**Page extract:**
- - - -
We can't really ask the bigger questions until we're friends...
As the Can You Hear Me Now process picks up speed, we thought it'd be interesting to share some of the exchanges between Bristol, Kigali and Kampala. Here's an email from Caroline Williams to Brian Geza (in Kigali) and Sarafina Muhawenimana (Kampala) following our session on Tuesday where we tried for ages to establish a three-way Skype. Add your comments/thoughts below.
Hi Brian and Sarafina,
As promised Brian I wanted to send you some of the thoughts that I've been thinking about after we connected (Brian), and after we didn't manage to (Sarafina).
We are in an exciting position that we are being asked to make young people meet across oceans. Young people who know very little about each other! When I asked my cast about Rwanda and Uganda they knew nothing. Actually nothing.
The world wide web is providing the ability to connect. We are finding out all of its frustrations as well as its magic!
Underneath the technology is something very exciting and very human.
A moment of hanging out. Of getting to know each other. Of seeing if our presumptions or knowledge of each other is true. A moment of applauding each other and teaching each other and telling each other we like each other's hair.
And what becomes interesting is the question:
Can we know each other from so far away?
What is it that it is important to share?
There are so many things we can't know because we don't live where you are. We can only know them if you tell us and show us.
What do you want to know from us/ about us?
Of course I want to be told the small stuff. The details. What music we like. What makes us laugh. What makes us angry. What makes us happy. What our spiritual believes are. What are hopes are. What we care about. What a street sounds like with heavy rain. Why power cuts happen. What food tastes like.
- - - -
**Rows:**
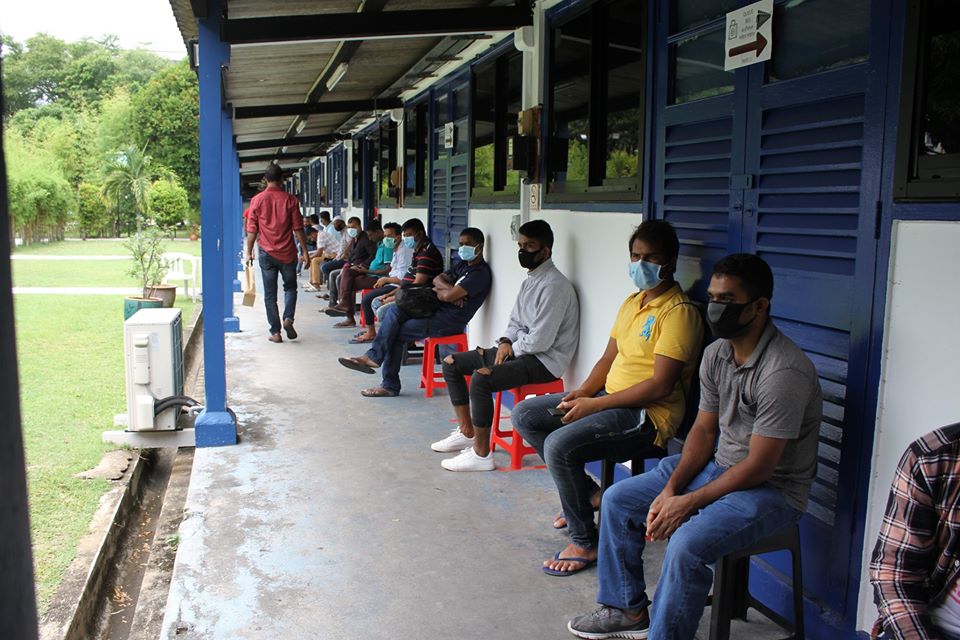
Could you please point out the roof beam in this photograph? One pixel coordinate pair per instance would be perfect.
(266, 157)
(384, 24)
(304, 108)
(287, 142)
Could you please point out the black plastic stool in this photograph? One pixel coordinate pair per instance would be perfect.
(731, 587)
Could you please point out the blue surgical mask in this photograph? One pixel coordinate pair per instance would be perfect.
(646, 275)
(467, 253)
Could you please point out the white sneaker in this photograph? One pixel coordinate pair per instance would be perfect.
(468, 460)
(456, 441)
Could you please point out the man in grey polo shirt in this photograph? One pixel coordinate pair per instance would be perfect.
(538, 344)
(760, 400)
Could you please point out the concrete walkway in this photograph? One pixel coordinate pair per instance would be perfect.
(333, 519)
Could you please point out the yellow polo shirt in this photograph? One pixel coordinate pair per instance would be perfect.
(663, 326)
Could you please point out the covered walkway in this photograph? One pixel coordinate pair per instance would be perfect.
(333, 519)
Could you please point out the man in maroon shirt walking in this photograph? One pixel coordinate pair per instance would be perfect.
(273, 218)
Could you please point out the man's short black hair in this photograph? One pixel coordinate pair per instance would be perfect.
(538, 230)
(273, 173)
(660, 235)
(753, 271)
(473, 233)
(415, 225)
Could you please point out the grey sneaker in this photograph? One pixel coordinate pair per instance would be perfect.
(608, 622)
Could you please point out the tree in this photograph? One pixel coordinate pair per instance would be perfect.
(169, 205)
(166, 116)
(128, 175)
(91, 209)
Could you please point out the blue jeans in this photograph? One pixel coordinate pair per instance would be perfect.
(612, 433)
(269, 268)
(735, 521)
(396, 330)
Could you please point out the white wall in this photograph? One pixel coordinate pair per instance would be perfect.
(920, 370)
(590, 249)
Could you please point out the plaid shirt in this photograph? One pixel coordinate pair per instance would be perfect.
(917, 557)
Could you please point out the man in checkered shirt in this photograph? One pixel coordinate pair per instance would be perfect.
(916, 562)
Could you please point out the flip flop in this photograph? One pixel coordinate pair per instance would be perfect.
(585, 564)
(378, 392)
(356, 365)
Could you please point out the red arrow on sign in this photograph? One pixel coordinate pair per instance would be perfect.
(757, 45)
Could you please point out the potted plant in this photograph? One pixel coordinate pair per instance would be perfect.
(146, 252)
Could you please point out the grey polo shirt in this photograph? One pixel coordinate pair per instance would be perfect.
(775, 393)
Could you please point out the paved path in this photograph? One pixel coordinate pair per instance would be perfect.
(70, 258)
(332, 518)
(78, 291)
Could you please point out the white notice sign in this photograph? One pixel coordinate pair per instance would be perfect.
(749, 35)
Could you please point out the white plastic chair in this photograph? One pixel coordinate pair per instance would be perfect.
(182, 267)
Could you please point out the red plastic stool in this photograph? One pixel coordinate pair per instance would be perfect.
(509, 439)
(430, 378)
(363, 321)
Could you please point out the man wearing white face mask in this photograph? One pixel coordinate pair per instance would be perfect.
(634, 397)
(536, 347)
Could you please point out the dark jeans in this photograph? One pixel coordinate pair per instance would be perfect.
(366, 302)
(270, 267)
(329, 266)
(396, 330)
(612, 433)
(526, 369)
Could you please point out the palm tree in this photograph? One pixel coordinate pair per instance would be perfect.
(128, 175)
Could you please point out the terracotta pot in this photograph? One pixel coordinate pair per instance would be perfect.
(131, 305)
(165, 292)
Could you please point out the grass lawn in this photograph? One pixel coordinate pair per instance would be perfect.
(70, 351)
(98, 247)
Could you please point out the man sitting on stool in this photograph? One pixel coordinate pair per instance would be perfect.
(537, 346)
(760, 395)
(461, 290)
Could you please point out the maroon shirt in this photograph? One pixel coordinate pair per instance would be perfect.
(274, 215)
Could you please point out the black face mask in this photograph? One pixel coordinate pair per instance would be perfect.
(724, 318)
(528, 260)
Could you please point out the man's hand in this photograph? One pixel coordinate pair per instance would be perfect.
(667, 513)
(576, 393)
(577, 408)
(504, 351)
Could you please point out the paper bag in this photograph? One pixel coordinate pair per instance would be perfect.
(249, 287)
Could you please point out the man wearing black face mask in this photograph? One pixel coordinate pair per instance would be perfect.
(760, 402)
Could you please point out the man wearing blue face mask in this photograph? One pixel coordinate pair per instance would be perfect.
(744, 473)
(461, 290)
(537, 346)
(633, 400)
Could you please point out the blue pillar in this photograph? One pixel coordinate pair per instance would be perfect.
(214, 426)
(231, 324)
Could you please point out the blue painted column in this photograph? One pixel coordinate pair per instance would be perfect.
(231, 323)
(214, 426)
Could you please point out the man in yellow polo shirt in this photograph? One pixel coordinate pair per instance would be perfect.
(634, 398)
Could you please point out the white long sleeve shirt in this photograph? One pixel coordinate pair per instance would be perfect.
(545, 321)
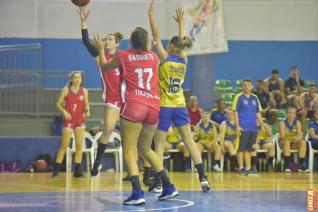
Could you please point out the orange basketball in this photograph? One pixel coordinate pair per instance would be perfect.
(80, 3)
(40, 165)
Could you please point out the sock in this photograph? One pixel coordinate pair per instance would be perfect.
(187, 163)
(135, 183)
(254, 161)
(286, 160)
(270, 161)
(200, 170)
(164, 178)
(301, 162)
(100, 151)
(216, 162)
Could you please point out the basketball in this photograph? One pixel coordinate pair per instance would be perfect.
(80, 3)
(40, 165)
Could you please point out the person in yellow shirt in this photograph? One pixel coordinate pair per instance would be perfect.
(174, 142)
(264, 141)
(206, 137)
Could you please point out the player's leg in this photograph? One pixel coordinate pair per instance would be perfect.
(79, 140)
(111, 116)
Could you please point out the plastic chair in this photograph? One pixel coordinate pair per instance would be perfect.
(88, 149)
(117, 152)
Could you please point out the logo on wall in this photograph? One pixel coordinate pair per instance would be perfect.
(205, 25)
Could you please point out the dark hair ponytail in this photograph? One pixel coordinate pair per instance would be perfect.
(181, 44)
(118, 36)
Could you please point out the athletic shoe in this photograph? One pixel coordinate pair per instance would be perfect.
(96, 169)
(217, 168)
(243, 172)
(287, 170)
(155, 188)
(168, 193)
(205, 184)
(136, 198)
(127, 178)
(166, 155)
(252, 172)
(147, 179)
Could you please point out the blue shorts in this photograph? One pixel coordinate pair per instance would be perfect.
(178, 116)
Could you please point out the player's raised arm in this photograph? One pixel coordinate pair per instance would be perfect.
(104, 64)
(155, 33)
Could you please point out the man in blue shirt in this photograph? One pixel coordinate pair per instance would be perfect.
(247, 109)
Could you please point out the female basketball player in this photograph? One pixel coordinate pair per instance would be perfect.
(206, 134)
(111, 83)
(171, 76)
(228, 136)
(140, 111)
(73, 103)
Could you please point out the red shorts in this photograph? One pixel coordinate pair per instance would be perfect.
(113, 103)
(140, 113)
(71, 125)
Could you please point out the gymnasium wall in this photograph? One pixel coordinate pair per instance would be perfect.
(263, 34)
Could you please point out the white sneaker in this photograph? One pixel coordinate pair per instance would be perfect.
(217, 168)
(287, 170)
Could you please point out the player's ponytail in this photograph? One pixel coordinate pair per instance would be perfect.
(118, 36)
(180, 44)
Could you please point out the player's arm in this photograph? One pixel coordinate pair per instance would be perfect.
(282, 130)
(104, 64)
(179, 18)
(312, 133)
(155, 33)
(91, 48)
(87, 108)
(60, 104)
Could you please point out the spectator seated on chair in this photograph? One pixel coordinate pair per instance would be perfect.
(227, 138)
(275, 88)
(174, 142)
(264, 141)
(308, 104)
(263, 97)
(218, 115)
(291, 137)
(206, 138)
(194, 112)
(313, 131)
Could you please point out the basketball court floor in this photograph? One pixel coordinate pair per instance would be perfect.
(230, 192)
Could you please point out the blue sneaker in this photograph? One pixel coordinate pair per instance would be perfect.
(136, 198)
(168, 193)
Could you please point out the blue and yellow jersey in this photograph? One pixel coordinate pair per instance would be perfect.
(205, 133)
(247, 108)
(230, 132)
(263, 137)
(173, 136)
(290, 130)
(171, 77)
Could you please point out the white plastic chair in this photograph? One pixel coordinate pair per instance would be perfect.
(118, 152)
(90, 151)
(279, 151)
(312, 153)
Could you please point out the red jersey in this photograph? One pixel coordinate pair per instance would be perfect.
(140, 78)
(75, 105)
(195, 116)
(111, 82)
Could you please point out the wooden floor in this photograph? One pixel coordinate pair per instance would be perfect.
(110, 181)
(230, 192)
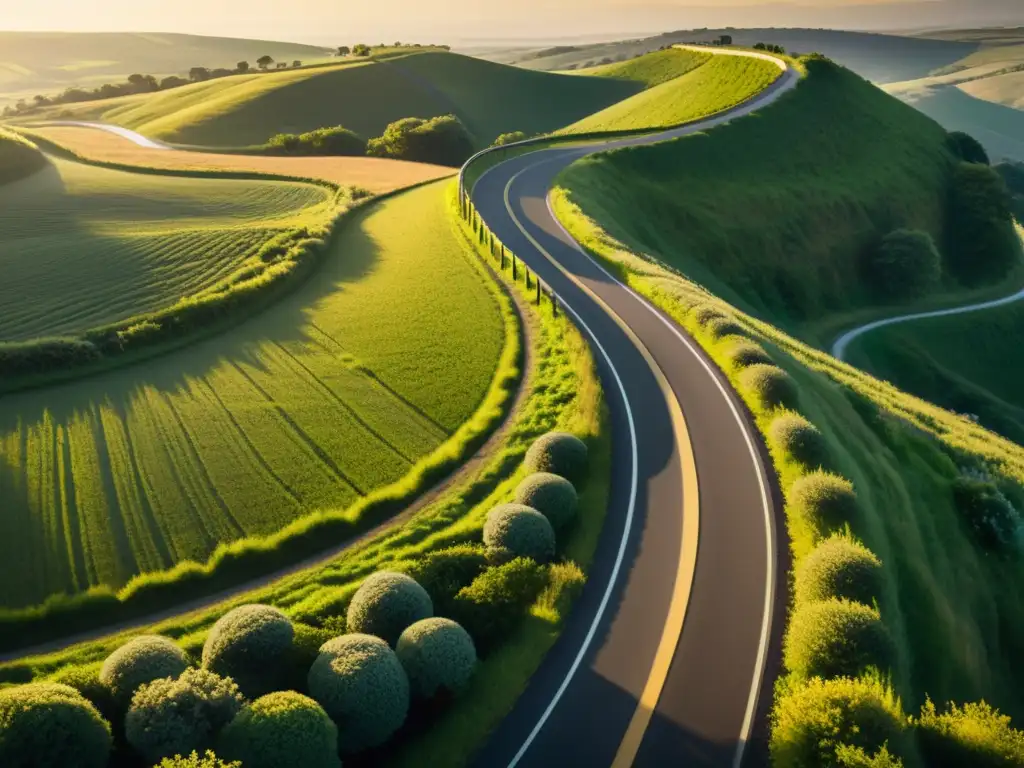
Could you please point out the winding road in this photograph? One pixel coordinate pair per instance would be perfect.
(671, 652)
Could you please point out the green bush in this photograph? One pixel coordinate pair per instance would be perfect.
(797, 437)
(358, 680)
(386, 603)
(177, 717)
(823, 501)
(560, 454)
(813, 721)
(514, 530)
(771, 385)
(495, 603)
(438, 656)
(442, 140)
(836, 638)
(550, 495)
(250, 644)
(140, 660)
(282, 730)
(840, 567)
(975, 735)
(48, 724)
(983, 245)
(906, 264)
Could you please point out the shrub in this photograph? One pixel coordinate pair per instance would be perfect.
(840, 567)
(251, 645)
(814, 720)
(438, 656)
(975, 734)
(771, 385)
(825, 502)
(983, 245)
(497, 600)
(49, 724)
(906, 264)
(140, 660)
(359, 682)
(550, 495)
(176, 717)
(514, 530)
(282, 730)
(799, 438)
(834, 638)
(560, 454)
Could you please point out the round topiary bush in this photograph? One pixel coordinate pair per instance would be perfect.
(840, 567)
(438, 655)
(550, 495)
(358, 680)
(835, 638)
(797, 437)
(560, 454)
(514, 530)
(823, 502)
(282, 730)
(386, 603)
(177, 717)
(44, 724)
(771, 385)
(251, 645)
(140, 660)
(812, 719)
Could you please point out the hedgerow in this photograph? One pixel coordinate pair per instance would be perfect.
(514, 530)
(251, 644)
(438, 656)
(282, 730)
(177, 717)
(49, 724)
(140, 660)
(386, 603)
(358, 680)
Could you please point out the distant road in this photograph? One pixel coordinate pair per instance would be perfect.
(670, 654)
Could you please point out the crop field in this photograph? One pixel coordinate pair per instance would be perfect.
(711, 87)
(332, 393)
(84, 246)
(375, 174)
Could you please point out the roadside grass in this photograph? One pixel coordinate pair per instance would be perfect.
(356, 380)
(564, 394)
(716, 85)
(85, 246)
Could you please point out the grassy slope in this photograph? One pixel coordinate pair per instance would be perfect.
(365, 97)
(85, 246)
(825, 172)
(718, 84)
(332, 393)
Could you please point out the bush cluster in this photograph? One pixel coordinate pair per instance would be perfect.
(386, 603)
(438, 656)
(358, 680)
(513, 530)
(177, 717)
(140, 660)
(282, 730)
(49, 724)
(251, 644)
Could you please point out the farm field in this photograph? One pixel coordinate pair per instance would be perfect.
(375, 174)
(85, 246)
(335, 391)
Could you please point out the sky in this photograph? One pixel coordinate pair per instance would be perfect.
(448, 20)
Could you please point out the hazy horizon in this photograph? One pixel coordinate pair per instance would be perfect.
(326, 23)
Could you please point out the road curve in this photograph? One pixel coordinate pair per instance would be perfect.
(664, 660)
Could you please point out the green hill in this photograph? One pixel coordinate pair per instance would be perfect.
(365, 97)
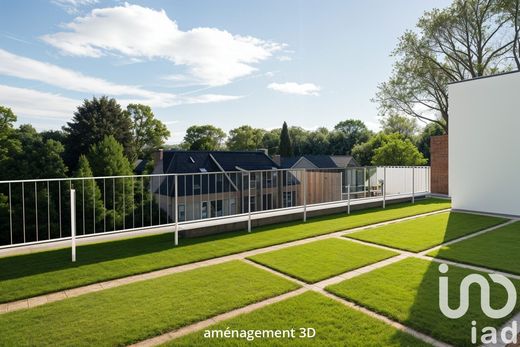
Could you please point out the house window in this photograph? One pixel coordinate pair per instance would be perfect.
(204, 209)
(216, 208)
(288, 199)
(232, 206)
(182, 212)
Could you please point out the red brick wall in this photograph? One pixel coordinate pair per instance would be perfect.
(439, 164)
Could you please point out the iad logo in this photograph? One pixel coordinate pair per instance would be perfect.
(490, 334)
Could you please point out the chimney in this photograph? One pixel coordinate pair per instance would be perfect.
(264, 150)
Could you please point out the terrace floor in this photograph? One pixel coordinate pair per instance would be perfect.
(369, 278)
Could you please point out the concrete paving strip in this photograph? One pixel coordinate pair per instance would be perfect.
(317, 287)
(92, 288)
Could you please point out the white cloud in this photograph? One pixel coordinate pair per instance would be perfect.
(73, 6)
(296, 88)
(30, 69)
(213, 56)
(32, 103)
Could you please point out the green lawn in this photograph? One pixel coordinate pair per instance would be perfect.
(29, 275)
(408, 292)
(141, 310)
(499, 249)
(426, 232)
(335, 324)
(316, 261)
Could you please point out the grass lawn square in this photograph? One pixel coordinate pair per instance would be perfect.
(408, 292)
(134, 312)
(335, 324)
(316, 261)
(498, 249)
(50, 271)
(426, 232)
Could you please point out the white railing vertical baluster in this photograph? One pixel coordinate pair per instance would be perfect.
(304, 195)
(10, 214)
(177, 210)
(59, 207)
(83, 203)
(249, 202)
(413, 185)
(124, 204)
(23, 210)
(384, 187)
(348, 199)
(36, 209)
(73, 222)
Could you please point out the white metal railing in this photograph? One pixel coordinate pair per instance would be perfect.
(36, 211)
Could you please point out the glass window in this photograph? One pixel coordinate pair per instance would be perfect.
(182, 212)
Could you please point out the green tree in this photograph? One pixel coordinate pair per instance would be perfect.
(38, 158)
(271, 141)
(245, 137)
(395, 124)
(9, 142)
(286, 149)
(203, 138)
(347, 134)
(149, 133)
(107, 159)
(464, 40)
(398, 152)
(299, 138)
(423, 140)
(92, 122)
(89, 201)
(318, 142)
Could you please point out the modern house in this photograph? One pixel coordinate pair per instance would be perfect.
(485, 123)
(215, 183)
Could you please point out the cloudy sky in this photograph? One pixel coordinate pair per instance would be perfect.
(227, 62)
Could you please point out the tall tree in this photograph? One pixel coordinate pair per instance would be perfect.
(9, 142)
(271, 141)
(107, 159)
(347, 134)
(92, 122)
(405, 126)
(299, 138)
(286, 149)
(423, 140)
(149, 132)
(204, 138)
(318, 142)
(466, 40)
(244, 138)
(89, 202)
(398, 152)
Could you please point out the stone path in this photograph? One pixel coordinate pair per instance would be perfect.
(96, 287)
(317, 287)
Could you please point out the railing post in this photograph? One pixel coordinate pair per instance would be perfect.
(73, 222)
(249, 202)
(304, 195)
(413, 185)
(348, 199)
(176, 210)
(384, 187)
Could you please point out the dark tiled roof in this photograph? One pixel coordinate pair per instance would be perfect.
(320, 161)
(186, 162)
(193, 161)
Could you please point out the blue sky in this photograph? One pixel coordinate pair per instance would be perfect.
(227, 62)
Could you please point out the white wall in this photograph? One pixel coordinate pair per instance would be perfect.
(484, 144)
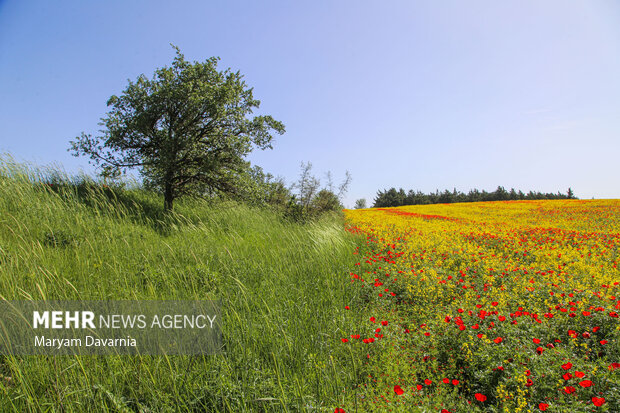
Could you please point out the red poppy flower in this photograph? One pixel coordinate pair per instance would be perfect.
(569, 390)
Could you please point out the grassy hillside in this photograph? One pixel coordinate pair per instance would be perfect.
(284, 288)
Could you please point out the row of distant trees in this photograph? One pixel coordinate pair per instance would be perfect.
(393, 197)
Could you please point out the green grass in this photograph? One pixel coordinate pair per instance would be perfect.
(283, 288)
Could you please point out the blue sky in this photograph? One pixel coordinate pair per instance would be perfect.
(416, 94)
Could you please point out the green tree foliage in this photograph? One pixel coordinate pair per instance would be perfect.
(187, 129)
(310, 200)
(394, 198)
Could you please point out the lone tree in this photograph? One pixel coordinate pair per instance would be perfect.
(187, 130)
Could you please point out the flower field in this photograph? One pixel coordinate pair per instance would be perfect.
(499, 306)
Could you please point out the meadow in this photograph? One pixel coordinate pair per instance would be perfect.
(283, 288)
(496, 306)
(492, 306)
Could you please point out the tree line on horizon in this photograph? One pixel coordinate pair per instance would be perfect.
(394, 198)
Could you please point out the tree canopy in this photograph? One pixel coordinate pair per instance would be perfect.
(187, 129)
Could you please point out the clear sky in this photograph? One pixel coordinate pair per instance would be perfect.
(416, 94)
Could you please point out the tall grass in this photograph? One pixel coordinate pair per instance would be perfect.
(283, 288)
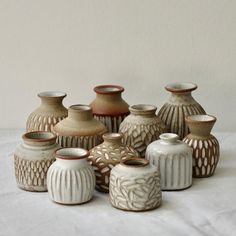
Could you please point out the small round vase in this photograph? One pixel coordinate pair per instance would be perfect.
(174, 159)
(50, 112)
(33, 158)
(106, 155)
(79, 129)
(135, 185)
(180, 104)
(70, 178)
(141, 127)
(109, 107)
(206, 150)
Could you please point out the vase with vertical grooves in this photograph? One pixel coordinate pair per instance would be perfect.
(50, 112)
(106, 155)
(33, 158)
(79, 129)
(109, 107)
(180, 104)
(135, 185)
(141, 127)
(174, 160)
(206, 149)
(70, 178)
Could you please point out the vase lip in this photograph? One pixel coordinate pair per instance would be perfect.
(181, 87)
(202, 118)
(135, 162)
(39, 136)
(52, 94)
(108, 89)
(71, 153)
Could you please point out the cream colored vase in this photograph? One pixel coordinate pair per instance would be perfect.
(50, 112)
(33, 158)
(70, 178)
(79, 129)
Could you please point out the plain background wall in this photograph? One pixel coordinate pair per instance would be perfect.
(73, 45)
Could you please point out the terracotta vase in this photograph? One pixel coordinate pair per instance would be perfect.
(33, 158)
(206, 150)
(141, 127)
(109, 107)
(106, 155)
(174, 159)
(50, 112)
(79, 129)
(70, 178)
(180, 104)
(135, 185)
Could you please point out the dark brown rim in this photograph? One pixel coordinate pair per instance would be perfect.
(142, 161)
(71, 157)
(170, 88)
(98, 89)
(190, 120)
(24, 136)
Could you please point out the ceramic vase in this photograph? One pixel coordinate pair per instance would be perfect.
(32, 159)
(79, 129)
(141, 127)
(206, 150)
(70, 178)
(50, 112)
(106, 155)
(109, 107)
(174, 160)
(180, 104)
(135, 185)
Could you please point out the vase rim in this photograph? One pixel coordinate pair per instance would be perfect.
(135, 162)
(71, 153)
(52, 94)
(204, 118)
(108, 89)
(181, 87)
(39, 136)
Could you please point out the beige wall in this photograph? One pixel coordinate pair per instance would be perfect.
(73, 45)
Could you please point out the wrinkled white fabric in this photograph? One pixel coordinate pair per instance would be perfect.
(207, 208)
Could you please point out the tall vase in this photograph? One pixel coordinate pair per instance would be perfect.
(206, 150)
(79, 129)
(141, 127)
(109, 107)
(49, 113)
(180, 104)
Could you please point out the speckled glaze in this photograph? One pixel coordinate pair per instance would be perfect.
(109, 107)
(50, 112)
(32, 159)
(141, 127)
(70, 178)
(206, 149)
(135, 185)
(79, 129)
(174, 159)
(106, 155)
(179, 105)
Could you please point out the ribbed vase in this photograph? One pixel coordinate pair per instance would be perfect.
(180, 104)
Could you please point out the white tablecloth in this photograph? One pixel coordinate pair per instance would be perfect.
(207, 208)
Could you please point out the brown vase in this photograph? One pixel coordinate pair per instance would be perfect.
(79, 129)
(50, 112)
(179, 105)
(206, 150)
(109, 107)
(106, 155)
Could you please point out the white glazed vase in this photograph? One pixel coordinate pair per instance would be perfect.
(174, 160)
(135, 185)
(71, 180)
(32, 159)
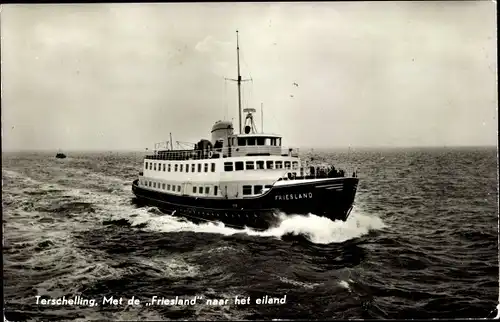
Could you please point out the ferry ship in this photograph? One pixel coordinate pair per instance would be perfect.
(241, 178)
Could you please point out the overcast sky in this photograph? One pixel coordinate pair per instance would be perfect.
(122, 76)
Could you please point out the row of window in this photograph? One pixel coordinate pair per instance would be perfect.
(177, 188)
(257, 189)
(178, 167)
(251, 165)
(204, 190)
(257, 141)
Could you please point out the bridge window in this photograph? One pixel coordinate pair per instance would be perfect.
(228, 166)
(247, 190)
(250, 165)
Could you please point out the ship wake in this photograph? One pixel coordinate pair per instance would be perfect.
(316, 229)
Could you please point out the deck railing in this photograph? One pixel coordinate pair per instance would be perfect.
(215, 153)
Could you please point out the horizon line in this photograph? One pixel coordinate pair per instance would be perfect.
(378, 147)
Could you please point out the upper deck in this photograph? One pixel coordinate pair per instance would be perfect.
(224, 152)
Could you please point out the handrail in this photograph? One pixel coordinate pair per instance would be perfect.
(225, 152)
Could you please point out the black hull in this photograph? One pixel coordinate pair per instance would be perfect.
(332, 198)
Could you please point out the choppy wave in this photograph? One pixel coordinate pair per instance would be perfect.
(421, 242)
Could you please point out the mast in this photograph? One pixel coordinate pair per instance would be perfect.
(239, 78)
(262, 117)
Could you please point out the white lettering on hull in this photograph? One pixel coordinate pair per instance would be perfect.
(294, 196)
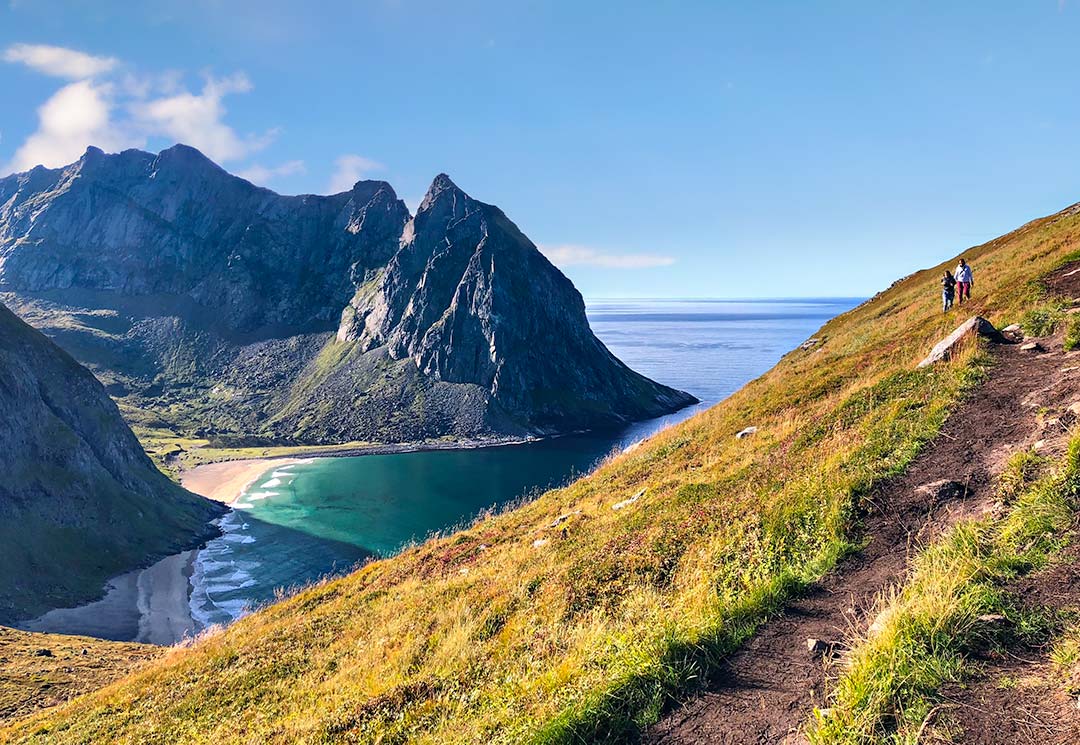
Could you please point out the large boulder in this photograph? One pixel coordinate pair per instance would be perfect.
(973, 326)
- - - -
**Tasks to perform:**
1. Transcribe the part of the Can You Hear Me Now post that begins at the words "And what becomes" and stops after "food tastes like.".
2. In the Can You Hear Me Now post, why does the writer say there are so many things that can't be known, and how does the writer say they could be learned?

**Problem solutions:**
1.
And what becomes interesting is the question:
Can we know each other from so far away?
What is it that it is important to share?
There are so many things we can't know because we don't live where you are. We can only know them if you tell us and show us.
What do you want to know from us/ about us?
Of course I want to be told the small stuff. The details. What music we like. What makes us laugh. What makes us angry. What makes us happy. What our spiritual believes are. What are hopes are. What we care about. What a street sounds like with heavy rain. Why power cuts happen. What food tastes like.

2. The writer says those things can't be known because the people in Bristol don't live where the recipients are. They could be known only if the recipients tell them and show them.